**TASK OBJECTIVE**
List, from the lines below, each one with "clicks" in it.

**RECORDS SHOWN**
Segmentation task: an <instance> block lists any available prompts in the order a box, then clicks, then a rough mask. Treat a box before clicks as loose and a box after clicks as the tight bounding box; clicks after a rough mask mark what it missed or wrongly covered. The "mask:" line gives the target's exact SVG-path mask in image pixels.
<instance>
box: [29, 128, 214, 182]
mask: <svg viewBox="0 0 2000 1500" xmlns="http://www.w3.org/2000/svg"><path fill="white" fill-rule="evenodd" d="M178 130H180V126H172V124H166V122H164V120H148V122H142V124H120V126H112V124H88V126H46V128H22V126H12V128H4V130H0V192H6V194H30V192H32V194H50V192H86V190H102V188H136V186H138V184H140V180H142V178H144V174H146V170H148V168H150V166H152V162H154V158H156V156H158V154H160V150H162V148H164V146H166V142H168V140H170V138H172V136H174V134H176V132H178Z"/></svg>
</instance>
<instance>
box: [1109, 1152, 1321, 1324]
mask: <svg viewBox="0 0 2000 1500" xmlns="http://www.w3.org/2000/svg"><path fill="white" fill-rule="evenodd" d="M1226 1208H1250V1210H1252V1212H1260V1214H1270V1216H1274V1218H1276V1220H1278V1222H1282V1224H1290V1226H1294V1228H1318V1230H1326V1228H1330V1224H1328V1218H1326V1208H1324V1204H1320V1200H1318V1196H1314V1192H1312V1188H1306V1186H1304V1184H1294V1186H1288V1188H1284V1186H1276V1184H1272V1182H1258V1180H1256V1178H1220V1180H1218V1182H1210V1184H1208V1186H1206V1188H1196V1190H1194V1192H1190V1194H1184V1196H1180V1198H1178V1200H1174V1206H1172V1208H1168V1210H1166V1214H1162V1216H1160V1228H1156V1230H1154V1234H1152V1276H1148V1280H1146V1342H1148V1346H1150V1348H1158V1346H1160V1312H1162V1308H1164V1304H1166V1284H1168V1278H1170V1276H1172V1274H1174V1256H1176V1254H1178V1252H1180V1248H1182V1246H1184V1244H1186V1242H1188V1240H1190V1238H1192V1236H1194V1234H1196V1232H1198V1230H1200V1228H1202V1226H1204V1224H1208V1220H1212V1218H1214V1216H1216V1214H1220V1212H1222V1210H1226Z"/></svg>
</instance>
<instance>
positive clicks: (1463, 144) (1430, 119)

**ANSWER SPACE**
Segmentation task: an <instance> block lists any available prompts in the order a box, then clicks, then a rough mask. Treat a box before clicks as loose and a box after clicks as the tight bounding box; clicks after a rough mask mark what it missed or wrongly covered. The "mask:" line gives the target's exact SVG-path mask in image pixels.
positive clicks: (1463, 144) (1430, 119)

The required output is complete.